JOURNAL ARTICLE

Breast cancer surgery in patients with schizophrenia: short-term outcomes from a nationwide cohort

T Konishi, M Fujiogi, N Michihata, H Tanaka-Mizutani, K Morita, H Matsui, K Fushimi, M Tanabe, Y Seto, H Yasunaga
British Journal of Surgery 2021 March 12, 108 (2): 168-173
33711128

BACKGROUND: Although patients with schizophrenia have a higher risk of developing breast cancer than the general population, studies that have investigated postoperative complications after breast cancer surgery in patients with schizophrenia are scarce. This study examined associations between schizophrenia and short-term outcomes following breast cancer surgery.

METHODS: Patients who underwent surgery for stage 0-III breast cancer between July 2010 and March 2017 were identified from a Japanese nationwide inpatient database. Multivariable analyses were conducted to compare postoperative complications and hospitalization costs between patients with schizophrenia and those without any psychiatric disorder. Three sensitivity analyses were performed: a 1 : 4 matched-pair cohort analysis with matching for age, institution, and fiscal year at admission; analyses excluding patients with schizophrenia who were not taking antipsychotic medication; and analyses excluding patients with schizophrenia who were admitted to hospital involuntarily.

RESULTS: The study included 3660 patients with schizophrenia and 350 860 without any psychiatric disorder. Patients with schizophrenia had a higher in-hospital morbidity (odds ratio (OR) 1.37, 95 per cent c.i. 1.21 to 1.55), with more postoperative bleeding (OR 1.34, 1.05 to 1.71) surgical-site infections (OR 1.22, 1.04 to 1.43), and sepsis (OR 1.20, 1.03 to 1.41). The total cost of hospitalization (coefficient €743, 95 per cent c.i. 680 to 806) was higher than that for patients without any psychiatric disorder. All sensitivity analyses showed similar results to the main analyses.

CONCLUSION: Although causal inferences remain premature, multivariable regression analyses showed that schizophrenia was associated with greater in-hospital morbidity and higher total cost of hospitalization after breast cancer surgery than in the general population.

GIVEN RECORDS:
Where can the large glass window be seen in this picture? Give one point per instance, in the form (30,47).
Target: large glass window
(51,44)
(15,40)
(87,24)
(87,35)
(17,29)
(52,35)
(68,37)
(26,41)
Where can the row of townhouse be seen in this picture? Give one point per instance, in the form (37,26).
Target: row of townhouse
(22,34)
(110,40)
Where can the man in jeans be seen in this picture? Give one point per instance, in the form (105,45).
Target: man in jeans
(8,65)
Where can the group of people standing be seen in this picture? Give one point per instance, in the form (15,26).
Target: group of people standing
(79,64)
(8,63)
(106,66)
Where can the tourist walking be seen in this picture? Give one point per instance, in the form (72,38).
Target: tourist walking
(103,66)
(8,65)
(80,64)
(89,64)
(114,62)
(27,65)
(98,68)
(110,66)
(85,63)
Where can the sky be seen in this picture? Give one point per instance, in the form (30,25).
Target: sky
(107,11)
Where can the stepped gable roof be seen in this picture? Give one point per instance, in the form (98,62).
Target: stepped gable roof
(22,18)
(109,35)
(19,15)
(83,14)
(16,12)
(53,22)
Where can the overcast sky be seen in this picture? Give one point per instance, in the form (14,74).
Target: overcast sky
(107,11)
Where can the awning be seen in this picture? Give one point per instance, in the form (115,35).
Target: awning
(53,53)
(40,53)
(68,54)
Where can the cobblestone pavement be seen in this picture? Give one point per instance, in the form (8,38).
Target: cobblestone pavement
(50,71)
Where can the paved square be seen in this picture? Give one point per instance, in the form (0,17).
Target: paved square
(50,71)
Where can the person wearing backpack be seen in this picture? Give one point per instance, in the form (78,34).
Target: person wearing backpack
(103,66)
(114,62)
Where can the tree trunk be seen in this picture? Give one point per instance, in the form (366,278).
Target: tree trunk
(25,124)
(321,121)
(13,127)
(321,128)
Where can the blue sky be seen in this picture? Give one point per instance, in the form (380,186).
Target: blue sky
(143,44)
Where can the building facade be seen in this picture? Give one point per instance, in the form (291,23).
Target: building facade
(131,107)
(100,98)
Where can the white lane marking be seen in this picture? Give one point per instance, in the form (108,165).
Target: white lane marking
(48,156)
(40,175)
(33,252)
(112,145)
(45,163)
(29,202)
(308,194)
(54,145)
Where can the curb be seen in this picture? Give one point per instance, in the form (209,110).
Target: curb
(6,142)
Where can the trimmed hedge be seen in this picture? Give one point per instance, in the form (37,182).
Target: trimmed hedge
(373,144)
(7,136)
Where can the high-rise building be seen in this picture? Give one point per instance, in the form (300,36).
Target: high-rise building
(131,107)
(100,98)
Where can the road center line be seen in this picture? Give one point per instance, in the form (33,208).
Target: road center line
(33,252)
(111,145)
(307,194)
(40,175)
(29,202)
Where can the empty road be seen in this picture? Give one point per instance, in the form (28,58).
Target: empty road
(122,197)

PROMPT 1:
According to the breast cancer surgery abstract, how many patients with schizophrenia were included in the study?
PROMPT 2:
Reproduce the portion of the breast cancer surgery abstract starting at "JOURNAL ARTICLE" and ending at "breast cancer surgery.".

YOUR SOLUTION 1:
3660 patients

YOUR SOLUTION 2:
JOURNAL ARTICLE

Breast cancer surgery in patients with schizophrenia: short-term outcomes from a nationwide cohort

T Konishi, M Fujiogi, N Michihata, H Tanaka-Mizutani, K Morita, H Matsui, K Fushimi, M Tanabe, Y Seto, H Yasunaga
British Journal of Surgery 2021 March 12, 108 (2): 168-173
33711128

BACKGROUND: Although patients with schizophrenia have a higher risk of developing breast cancer than the general population, studies that have investigated postoperative complications after breast cancer surgery in patients with schizophrenia are scarce. This study examined associations between schizophrenia and short-term outcomes following breast cancer surgery.